* **Task details**
From the line containing "Locate the chinese" to the end of the listing, write out every line exactly; leave out everything else.

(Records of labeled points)
****************

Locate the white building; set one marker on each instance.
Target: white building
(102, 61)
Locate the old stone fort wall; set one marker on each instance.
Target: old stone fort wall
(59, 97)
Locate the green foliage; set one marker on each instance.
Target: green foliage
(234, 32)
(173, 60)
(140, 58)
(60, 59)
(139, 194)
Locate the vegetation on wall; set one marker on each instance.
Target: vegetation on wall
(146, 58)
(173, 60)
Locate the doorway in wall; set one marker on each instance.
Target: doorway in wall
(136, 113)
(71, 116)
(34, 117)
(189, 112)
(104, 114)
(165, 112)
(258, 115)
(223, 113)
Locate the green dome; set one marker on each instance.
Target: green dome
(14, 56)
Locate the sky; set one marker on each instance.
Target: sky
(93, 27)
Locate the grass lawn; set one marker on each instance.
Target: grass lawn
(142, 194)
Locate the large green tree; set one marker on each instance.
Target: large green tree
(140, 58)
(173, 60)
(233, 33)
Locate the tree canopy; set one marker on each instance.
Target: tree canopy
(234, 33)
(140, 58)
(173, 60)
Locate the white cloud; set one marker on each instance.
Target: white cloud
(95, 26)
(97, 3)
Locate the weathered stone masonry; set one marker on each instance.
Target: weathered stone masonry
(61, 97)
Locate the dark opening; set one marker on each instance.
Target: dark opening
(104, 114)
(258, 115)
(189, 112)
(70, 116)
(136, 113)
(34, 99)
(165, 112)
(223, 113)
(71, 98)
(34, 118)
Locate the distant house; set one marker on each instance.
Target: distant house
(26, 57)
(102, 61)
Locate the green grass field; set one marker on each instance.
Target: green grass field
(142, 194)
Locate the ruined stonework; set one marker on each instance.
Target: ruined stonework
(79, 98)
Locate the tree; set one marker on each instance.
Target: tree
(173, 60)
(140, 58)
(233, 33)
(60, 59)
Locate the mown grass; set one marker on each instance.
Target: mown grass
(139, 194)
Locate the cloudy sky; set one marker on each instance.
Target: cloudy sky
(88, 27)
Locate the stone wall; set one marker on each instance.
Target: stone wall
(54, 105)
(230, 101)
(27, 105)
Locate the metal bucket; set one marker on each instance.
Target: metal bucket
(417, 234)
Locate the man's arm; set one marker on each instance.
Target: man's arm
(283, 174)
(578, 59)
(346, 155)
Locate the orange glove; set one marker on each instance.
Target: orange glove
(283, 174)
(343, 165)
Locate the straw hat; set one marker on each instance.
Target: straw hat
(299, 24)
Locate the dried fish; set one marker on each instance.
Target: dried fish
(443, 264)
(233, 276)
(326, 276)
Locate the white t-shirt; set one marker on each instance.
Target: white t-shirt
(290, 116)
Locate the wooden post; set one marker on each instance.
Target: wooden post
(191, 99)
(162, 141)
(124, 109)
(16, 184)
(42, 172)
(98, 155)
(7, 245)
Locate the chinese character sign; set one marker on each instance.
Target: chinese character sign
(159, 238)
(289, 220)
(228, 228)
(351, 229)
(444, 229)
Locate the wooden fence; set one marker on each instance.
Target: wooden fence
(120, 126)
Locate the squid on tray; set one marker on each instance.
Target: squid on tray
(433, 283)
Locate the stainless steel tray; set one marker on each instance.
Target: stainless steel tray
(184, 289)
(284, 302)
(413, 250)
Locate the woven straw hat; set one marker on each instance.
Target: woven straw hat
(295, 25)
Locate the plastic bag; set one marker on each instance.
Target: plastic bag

****************

* **Final result**
Locate the chinese character sign; set one marker on each instance.
Target: chinese character sign
(159, 238)
(289, 220)
(228, 228)
(351, 229)
(444, 229)
Locate the wooden fence; set one marker on each instance.
Target: wooden fence
(120, 126)
Locate the squid on tray; set one marker on each instance.
Target: squid on tray
(433, 283)
Locate the stainless steel tray; set one marker on each instance.
Target: stainless steel tray
(184, 289)
(284, 302)
(413, 250)
Locate the woven straw hat; set one marker on each instance.
Target: woven straw hat
(295, 25)
Locate the plastic bag; set one marker on each instance.
Target: plastic bag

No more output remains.